Pick out every line in the data below that contains the string "leaves", and copy each such line in full. Matching is case-sensitive.

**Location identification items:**
────────────────

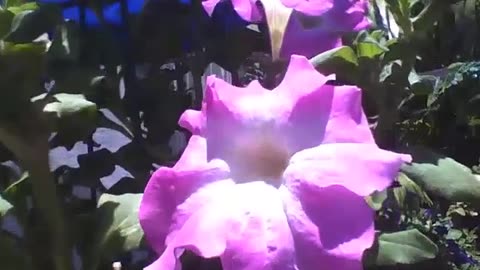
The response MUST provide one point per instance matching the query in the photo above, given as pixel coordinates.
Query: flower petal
(260, 237)
(312, 7)
(169, 187)
(361, 168)
(233, 114)
(347, 121)
(247, 10)
(346, 16)
(202, 228)
(193, 121)
(247, 234)
(331, 227)
(209, 6)
(302, 112)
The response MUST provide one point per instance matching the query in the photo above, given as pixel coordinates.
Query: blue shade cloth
(73, 13)
(112, 12)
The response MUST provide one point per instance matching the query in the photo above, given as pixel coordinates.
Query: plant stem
(27, 138)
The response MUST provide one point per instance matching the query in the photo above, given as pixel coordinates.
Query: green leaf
(16, 6)
(454, 234)
(65, 43)
(442, 176)
(71, 115)
(6, 18)
(342, 54)
(375, 201)
(405, 247)
(117, 227)
(5, 206)
(412, 187)
(370, 49)
(12, 256)
(70, 104)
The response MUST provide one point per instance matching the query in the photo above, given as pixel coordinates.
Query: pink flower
(271, 179)
(334, 18)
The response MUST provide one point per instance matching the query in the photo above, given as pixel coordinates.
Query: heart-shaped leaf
(405, 247)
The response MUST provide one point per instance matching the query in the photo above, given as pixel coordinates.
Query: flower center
(260, 158)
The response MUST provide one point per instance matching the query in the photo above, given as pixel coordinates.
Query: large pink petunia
(271, 179)
(333, 19)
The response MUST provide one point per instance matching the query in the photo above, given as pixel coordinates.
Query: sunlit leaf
(404, 247)
(442, 176)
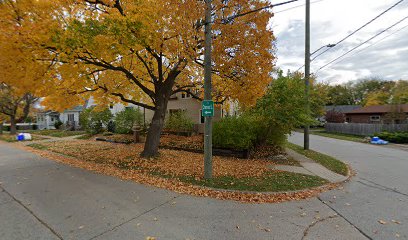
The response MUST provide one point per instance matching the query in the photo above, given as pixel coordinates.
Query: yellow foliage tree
(142, 52)
(24, 63)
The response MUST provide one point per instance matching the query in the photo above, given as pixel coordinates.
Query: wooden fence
(364, 129)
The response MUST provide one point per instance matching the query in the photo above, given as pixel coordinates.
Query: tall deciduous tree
(142, 52)
(23, 25)
(393, 93)
(15, 106)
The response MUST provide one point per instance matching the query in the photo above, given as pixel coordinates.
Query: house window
(185, 95)
(375, 118)
(70, 117)
(174, 111)
(201, 116)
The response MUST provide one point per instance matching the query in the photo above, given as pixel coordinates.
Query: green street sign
(207, 107)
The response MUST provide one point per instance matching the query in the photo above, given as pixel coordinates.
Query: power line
(228, 19)
(383, 31)
(297, 6)
(382, 39)
(355, 31)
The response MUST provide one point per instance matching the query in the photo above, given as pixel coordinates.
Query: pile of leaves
(182, 142)
(123, 161)
(396, 137)
(171, 162)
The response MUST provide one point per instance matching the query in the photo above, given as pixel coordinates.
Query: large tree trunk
(151, 148)
(13, 128)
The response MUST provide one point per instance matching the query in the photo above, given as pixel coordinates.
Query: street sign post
(207, 108)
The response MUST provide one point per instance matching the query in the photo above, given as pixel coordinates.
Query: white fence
(364, 129)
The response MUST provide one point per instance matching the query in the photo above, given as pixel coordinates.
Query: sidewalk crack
(136, 217)
(339, 214)
(314, 223)
(381, 187)
(33, 214)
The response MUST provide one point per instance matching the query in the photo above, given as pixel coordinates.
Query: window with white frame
(201, 116)
(185, 95)
(70, 117)
(375, 118)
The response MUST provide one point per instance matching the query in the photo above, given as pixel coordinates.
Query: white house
(47, 119)
(70, 117)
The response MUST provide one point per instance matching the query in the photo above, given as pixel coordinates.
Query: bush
(239, 133)
(111, 127)
(335, 117)
(58, 124)
(93, 121)
(396, 137)
(179, 122)
(125, 120)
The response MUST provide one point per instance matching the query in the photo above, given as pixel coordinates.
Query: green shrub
(111, 127)
(93, 120)
(246, 132)
(179, 122)
(395, 137)
(125, 120)
(238, 133)
(58, 124)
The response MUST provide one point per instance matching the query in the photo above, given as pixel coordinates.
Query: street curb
(184, 188)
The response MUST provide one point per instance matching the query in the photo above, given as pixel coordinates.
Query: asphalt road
(42, 199)
(379, 191)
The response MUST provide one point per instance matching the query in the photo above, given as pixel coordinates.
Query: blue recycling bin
(20, 137)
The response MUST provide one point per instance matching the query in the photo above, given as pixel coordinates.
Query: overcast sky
(332, 20)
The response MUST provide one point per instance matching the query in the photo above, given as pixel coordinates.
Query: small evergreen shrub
(239, 133)
(125, 120)
(395, 137)
(58, 124)
(93, 121)
(179, 122)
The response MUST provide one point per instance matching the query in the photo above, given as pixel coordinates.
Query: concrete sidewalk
(310, 167)
(42, 199)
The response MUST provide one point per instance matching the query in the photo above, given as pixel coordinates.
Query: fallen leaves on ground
(382, 222)
(108, 159)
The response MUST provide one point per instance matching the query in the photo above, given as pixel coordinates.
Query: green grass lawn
(341, 136)
(12, 138)
(56, 133)
(329, 162)
(269, 182)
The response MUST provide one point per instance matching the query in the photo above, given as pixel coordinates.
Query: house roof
(49, 112)
(341, 108)
(381, 109)
(75, 109)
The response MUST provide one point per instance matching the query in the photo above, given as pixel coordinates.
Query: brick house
(383, 114)
(184, 102)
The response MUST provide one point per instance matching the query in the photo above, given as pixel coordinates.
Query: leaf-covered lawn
(56, 133)
(187, 167)
(329, 162)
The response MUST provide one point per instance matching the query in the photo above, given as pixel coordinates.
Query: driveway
(42, 199)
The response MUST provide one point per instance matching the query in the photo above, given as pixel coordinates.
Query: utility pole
(307, 74)
(207, 91)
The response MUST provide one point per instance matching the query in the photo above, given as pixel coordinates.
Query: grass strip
(328, 162)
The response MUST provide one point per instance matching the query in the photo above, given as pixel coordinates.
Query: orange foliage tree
(142, 52)
(23, 71)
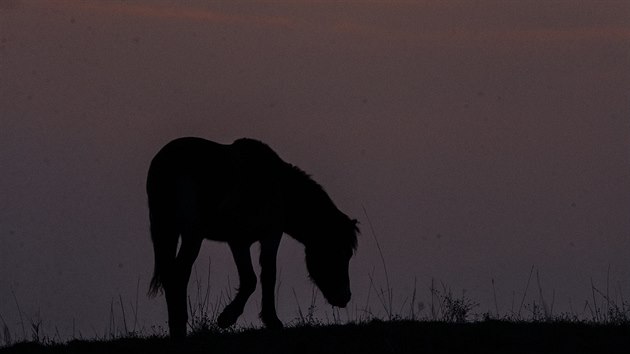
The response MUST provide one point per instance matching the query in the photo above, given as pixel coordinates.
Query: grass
(396, 336)
(447, 323)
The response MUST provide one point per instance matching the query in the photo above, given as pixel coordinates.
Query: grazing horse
(241, 193)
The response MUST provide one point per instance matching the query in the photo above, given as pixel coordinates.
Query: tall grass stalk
(386, 297)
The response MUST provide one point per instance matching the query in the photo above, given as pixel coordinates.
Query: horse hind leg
(175, 286)
(247, 285)
(268, 255)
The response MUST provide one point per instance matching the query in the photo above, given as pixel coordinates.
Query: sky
(473, 140)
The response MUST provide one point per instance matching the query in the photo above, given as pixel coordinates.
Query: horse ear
(355, 223)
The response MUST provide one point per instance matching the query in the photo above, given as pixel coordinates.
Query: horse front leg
(175, 287)
(268, 255)
(247, 285)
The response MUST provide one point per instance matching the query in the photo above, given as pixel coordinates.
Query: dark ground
(377, 337)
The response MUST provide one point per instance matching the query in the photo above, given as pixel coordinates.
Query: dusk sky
(481, 137)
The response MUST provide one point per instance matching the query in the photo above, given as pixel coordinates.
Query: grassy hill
(375, 337)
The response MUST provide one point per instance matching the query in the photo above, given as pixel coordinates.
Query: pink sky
(481, 137)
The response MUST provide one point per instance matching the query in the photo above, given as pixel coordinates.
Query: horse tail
(164, 240)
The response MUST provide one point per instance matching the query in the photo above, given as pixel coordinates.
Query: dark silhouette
(239, 194)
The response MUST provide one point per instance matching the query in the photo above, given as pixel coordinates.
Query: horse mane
(314, 195)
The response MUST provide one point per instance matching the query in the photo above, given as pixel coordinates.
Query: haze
(482, 138)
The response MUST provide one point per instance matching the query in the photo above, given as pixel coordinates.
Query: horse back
(203, 186)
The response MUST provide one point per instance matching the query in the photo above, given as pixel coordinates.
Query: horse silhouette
(241, 193)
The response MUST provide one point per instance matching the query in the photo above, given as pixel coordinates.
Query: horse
(241, 193)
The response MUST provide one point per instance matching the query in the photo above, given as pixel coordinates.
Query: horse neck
(308, 216)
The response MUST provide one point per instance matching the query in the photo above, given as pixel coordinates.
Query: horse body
(240, 194)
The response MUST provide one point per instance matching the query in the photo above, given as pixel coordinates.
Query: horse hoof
(273, 323)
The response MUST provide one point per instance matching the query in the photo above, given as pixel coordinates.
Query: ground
(376, 337)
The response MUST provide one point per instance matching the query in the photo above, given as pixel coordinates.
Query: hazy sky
(482, 137)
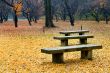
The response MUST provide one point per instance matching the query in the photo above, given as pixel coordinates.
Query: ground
(20, 48)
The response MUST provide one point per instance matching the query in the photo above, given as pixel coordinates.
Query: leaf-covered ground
(20, 48)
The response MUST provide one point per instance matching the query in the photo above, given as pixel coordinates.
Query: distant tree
(48, 14)
(16, 6)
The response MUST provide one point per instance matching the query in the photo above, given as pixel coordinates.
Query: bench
(64, 39)
(67, 33)
(57, 53)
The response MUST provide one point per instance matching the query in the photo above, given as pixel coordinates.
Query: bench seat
(57, 53)
(67, 33)
(64, 39)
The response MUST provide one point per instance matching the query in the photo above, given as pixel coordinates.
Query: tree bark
(48, 14)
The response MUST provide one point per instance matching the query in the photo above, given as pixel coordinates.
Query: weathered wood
(86, 54)
(57, 53)
(73, 37)
(72, 32)
(81, 33)
(57, 58)
(83, 41)
(67, 34)
(64, 39)
(70, 48)
(64, 42)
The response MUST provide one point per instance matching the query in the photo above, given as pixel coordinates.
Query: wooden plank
(70, 48)
(73, 37)
(70, 32)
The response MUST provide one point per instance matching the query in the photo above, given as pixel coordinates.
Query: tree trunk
(15, 19)
(69, 13)
(48, 14)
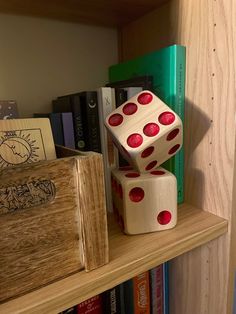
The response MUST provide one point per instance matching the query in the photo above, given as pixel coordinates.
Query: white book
(106, 104)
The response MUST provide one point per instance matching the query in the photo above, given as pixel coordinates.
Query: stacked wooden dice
(147, 133)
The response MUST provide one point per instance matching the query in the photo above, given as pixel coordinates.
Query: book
(91, 306)
(24, 141)
(106, 104)
(71, 103)
(8, 109)
(68, 129)
(137, 294)
(145, 82)
(166, 287)
(167, 67)
(90, 118)
(71, 310)
(56, 126)
(157, 289)
(111, 300)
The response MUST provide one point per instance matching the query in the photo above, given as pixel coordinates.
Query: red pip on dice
(147, 133)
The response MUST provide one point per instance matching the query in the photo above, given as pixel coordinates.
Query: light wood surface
(39, 241)
(129, 256)
(207, 29)
(100, 12)
(53, 221)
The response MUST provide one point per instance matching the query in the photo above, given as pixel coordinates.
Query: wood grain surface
(100, 12)
(48, 241)
(129, 256)
(40, 244)
(201, 280)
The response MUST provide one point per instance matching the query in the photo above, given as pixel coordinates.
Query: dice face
(146, 131)
(144, 202)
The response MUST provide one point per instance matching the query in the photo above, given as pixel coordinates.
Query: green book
(167, 67)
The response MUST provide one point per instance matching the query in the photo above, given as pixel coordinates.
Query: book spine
(90, 106)
(166, 287)
(111, 301)
(71, 310)
(79, 123)
(179, 108)
(106, 104)
(142, 294)
(156, 287)
(68, 129)
(91, 306)
(129, 296)
(8, 109)
(57, 130)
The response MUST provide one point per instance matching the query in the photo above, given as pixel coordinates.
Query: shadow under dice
(146, 131)
(144, 202)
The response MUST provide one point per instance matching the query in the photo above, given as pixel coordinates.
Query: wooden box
(52, 221)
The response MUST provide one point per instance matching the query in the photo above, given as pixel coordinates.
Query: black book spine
(78, 120)
(71, 103)
(89, 105)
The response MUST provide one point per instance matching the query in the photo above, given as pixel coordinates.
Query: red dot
(145, 98)
(151, 129)
(166, 118)
(173, 149)
(136, 194)
(135, 140)
(147, 152)
(125, 151)
(125, 168)
(130, 108)
(151, 165)
(172, 134)
(164, 217)
(157, 172)
(115, 119)
(132, 175)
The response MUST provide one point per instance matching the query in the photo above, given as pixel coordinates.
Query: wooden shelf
(129, 256)
(100, 12)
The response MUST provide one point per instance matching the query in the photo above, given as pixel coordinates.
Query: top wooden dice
(146, 131)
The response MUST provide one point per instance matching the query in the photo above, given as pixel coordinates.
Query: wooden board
(129, 256)
(25, 141)
(52, 222)
(102, 12)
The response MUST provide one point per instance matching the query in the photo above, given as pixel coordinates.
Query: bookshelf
(203, 244)
(129, 256)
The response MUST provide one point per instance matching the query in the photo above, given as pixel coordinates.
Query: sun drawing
(16, 148)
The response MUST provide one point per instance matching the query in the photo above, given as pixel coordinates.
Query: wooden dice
(146, 131)
(144, 202)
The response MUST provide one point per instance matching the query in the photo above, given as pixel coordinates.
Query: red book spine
(141, 294)
(91, 306)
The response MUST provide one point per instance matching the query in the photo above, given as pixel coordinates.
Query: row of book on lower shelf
(146, 293)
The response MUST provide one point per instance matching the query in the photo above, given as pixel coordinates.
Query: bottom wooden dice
(144, 202)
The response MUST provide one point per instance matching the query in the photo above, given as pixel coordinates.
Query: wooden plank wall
(201, 281)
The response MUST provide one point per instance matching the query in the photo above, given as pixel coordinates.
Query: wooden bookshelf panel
(129, 256)
(102, 12)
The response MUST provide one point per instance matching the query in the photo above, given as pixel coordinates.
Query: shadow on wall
(197, 124)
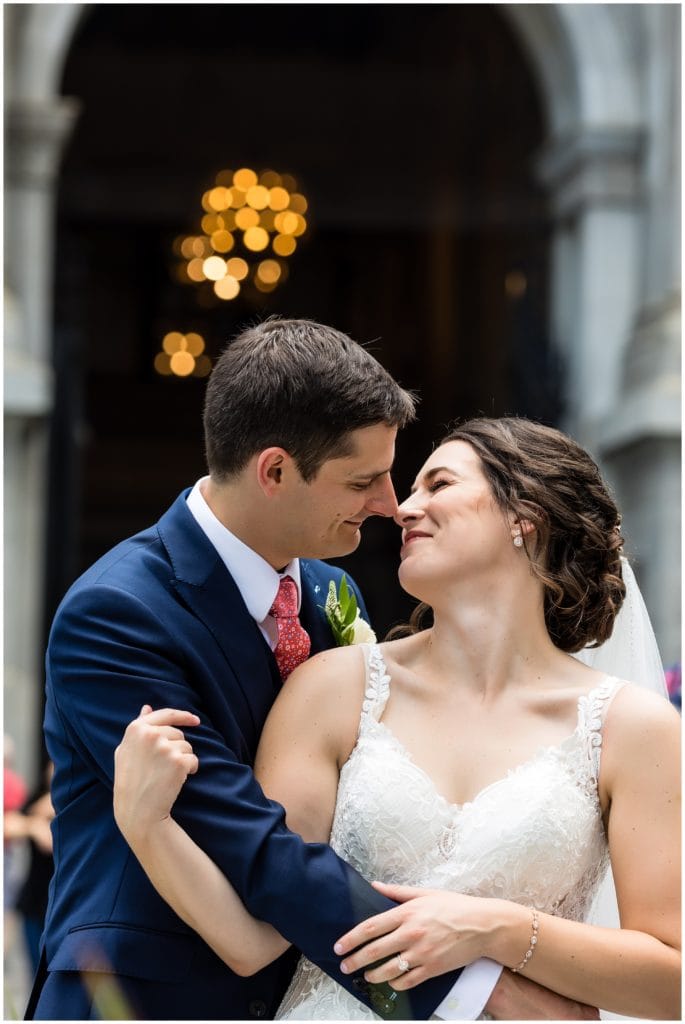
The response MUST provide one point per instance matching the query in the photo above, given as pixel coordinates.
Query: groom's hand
(517, 998)
(152, 764)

────────────────

**FINAL RESULT:**
Query: pile of leaves
Query: fallen leaves on ground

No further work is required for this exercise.